Traduisez en anglais, s'il vous plaît, cette phrase du texte fourni sur Out 1 : « J'ai personnellement choisi cette seconde option, même si cela doit me condamner à passer totalement à côté du concept. »

▸ **Texte fourni**
########
Out 1 : Noli me Tangere - De Lili à Thomas de jacques Rivette (1971)



L'idée de me lancer dans l'exploration du cinéma de Jacques Rivette est en partie le fruit du hasard. En partie parce que d'un côté, j'ai revu il y a quelques jours La Belle Noiseuse, seul long-métrage du cinéaste que je connaissais jusque là. Et de l'autre parce que c'est l'ami Mike, de l'excellent blog ''Les Chroniques musico-cinématographiques de Mike'' que je vous conseille de visiter si vous voulez exercer vos méninges devant sa très belle plume, qui a lancé l'idée en me conseillant, entre autre, de me pencher sur les douze heures trente que constitue le film-fleuve Out 1 : Noli me Tangere que Jacques Rivette coréalisa aux côtés de la réalisatrice et assistante française Suzanne Schiffman. Le problème avec ce genre de projet, c'est que lorsque l'on n'est pas coutumier de ce genre de concept, on peut très vite s'égarer, perdre le fil, ou bien tout simplement passer à côté des intentions de son auteur. Faut-il alors se résoudre à compulser articles et commentaires en pagaille pour en connaître davantage sur ce type de projet, au risque d'en connaître trop avant même de l'avoir soit-même découvert ? Ou vaut-il mieux naviguer à l'aveugle au prix de remarquables surprises, de découvertes en stupéfactions ? J'ai personnellement choisi cette seconde option, même si cela doit me condamner à passer totalement à côté du concept.

Si à l'époque de sa sortie, le film de Jacques Rivette n'a pas ménagé les spectateurs en sortant dans sa version intégrale de 12h30 environ, le film fut exploité beaucoup plus tard dans un format constitué de huit parties distinctes, chacune de quatre-vingt dix minutes environ. La première d'entre elles, intitulée Out 1 : Noli me Tangere - De Lili à Thomas constitue une mise en bouche que Mike m'avait averti comme pouvant se révéler ennuyeuse. Sauf que mon adhésion à ce style si particulier fut acquise après un tout petit quart-d'heure. C'est donc à peu de chose près à ce moment très précis que débute la longue responsabilité d'évoquer ce premier épisode, riche d'enseignements. Aussi riche que peu l'être un film, une pièce de théâtre ou une danse contemporaine dont on ne souffre aucune connaissance. C'est donc, comme une partie de ses interprètes, à l'aveugle, spontanément et oserais-je dire, de manière improvisée que je me lance dans le périlleux exercice de la critique. D'ailleurs, je me demande encore si le travail à fournir doit uniquement concerner l'interprétation ou s'il doit exclusivement se référer au récit et aux impressions qui s'en dégagent.
########
▸ **Données extraites**

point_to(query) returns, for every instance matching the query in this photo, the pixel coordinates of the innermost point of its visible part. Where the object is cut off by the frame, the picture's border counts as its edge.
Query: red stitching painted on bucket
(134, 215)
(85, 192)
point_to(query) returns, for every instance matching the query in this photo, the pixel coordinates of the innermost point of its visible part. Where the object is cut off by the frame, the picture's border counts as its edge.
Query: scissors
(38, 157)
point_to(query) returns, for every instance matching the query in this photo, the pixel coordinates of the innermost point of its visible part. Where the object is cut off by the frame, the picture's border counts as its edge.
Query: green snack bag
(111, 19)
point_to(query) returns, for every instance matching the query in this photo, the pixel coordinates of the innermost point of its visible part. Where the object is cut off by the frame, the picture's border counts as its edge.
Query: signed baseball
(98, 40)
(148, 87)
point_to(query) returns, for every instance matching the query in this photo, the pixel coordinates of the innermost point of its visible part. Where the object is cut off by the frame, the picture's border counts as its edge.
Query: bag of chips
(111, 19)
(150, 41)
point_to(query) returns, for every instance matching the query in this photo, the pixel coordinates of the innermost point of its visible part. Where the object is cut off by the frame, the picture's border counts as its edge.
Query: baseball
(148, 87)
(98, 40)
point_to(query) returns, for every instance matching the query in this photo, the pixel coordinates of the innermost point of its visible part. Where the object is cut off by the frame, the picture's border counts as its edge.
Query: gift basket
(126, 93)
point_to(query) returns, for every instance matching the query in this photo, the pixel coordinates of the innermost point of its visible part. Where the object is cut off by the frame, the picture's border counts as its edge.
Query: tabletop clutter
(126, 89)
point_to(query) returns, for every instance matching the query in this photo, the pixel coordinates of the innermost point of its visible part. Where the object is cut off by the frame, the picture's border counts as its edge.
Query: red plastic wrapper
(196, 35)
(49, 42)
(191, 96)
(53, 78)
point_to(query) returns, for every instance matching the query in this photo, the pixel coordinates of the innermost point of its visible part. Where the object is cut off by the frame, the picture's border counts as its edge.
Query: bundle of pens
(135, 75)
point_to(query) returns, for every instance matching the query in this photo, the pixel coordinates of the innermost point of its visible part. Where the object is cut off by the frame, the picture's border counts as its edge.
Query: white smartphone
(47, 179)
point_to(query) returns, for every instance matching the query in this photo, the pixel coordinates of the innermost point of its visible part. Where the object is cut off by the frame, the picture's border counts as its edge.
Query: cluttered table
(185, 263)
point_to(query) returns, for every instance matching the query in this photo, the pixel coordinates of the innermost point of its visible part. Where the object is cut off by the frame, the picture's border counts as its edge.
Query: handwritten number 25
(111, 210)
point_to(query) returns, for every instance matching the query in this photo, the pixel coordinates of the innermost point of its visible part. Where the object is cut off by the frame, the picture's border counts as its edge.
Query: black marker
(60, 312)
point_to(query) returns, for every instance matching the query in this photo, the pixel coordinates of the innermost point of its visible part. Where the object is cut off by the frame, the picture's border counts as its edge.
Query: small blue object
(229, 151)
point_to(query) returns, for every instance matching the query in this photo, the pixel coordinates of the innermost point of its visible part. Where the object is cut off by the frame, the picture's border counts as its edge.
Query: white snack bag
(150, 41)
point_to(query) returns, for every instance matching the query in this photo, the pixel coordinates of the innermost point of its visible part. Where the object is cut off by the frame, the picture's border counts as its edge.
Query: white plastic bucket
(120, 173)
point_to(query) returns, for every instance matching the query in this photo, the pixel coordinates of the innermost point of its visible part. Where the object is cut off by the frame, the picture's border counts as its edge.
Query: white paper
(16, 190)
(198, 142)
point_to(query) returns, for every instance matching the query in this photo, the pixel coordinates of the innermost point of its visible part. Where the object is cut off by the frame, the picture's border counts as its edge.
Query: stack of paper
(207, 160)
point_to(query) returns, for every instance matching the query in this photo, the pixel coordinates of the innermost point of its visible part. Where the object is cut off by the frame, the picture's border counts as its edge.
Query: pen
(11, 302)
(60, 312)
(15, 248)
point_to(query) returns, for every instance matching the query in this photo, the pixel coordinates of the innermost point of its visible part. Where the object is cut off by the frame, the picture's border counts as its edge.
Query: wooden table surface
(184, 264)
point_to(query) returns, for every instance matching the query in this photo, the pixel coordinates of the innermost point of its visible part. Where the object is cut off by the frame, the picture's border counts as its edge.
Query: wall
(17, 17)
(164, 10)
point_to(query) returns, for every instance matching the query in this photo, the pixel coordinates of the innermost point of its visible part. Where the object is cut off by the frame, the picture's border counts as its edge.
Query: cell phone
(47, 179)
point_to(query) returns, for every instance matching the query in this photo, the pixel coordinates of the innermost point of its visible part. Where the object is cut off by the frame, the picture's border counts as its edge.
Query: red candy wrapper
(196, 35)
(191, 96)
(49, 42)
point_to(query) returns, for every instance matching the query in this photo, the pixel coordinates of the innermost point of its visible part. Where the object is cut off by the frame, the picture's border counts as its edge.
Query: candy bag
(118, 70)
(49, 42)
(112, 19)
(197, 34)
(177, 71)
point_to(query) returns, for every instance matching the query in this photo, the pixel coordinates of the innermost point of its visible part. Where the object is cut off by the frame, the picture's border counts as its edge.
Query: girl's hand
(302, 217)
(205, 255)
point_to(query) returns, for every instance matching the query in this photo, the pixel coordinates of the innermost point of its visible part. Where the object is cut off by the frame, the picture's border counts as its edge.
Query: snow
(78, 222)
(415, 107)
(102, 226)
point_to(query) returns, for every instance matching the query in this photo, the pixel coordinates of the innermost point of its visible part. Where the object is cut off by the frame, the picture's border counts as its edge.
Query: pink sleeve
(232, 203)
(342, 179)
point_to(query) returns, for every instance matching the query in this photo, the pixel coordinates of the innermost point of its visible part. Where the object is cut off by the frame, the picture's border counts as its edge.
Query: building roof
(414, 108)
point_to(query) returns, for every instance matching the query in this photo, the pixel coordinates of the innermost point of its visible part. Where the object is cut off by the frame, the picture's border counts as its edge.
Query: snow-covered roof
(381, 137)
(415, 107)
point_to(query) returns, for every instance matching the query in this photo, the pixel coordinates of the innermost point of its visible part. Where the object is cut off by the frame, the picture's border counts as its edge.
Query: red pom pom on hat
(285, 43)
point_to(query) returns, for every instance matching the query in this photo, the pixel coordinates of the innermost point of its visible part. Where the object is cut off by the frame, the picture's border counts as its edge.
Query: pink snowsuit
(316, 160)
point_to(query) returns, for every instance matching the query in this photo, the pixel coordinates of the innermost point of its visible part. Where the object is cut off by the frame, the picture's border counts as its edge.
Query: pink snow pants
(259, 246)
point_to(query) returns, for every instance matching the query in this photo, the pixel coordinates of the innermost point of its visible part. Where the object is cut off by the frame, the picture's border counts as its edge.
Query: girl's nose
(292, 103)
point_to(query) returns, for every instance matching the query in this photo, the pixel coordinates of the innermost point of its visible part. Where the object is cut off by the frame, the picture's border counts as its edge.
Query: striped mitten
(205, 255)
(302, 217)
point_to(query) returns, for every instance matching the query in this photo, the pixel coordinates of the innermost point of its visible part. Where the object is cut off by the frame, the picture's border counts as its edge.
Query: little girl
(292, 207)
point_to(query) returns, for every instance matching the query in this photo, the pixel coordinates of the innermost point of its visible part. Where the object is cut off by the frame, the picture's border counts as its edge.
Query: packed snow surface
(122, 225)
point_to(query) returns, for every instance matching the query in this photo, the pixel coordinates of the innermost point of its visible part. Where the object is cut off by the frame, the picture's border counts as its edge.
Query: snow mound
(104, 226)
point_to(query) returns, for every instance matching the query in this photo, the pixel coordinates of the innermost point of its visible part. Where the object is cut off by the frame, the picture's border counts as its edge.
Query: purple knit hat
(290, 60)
########
▸ **Réponse attendue**
I personally chose this second option, even if it means I may completely miss the concept.